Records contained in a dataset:

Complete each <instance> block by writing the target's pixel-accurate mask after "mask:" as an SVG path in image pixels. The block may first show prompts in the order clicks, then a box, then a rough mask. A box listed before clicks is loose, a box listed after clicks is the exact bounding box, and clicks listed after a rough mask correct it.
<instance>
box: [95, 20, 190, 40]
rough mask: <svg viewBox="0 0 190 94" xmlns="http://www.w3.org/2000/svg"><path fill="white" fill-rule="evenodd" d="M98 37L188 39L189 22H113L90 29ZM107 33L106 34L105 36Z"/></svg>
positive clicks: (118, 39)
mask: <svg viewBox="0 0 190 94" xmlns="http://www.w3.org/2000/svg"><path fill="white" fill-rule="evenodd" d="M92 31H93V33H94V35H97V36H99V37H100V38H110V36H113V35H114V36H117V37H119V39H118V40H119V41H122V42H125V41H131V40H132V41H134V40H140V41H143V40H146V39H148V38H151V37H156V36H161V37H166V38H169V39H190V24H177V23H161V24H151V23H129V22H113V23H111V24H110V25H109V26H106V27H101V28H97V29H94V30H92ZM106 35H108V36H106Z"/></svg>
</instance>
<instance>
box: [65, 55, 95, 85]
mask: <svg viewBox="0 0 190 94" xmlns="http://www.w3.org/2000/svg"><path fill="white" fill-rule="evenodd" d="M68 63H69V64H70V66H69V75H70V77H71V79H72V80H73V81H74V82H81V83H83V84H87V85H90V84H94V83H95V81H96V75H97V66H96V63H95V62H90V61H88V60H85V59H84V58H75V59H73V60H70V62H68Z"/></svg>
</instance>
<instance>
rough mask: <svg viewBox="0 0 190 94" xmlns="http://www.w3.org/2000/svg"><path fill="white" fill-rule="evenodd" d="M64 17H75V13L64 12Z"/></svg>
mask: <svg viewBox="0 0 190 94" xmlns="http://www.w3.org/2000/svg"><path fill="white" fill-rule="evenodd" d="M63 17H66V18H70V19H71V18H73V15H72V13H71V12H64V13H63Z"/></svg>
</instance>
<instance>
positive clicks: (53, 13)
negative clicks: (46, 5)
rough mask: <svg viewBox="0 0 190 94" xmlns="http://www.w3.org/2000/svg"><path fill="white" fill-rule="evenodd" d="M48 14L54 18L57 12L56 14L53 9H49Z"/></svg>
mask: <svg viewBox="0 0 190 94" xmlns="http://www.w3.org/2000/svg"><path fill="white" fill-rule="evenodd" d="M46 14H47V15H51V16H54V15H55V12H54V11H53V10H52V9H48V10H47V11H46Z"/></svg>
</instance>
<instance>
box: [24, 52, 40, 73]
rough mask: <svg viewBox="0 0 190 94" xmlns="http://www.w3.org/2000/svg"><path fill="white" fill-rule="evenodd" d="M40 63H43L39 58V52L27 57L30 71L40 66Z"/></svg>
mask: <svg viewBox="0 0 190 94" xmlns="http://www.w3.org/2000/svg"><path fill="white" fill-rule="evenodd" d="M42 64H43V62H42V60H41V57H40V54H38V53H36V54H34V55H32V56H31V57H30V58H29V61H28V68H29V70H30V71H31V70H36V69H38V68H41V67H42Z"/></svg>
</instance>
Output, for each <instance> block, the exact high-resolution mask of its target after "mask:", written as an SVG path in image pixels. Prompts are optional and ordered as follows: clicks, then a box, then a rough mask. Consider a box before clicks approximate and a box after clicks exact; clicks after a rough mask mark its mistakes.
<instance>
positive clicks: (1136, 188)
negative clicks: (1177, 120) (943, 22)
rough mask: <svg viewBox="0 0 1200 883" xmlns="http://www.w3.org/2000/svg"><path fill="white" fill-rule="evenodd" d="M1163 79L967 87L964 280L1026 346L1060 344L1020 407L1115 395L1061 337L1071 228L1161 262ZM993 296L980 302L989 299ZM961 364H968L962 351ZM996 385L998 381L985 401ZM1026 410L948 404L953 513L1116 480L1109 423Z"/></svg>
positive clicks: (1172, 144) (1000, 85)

▶ _Requirement_
The answer must consist of the lines from the one with "79L967 87L964 280L1026" through the final line of the entries above, exactly as they are, and nothing else.

▶ _Answer section_
rough mask: <svg viewBox="0 0 1200 883" xmlns="http://www.w3.org/2000/svg"><path fill="white" fill-rule="evenodd" d="M1163 79L967 87L964 280L1026 346L1060 344L1020 407L1115 395L1061 337L1071 228L1161 262ZM993 296L980 302L989 299ZM961 364H968L962 351ZM996 385L998 381L985 401ZM1026 410L948 404L953 513L1116 480L1109 423Z"/></svg>
positive clicks: (1172, 144) (1000, 85)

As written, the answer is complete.